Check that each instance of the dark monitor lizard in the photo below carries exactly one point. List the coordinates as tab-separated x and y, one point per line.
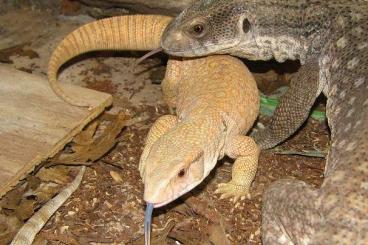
330	38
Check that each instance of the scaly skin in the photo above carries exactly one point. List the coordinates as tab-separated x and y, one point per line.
217	101
330	40
135	32
29	230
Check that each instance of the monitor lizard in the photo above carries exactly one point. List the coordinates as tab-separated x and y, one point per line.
213	113
330	40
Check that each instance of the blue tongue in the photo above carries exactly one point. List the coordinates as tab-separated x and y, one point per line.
147	224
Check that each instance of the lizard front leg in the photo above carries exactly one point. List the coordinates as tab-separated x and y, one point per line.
289	213
294	107
159	128
246	152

▬▬▬▬▬▬▬▬▬▬

The answer consists only of the lines from the one containing "Check that each instance of the scaly" to the end of the records, each written out exactly.

[SOLUTION FOR THIS EXERCISE]:
Check that each instance of the scaly skin in the photo above carries exactly one point. List the coordinates as tab-separated x and y, one point per line.
217	101
330	40
135	32
29	230
Check that each instance of the monitor lizard in the photo above carries exactly one point. List the coordinates as tab-separated x and y, one point per line.
213	113
330	40
Check that each instance of the blue tongue in the photo above carries exactly one point. List the coordinates as tab-separated x and y, one point per line.
147	224
Check that each instance of the lizard front leg in the photo above carries exactly one point. List the coordinates as tab-separated x and y, one point per line.
289	213
294	107
159	128
246	152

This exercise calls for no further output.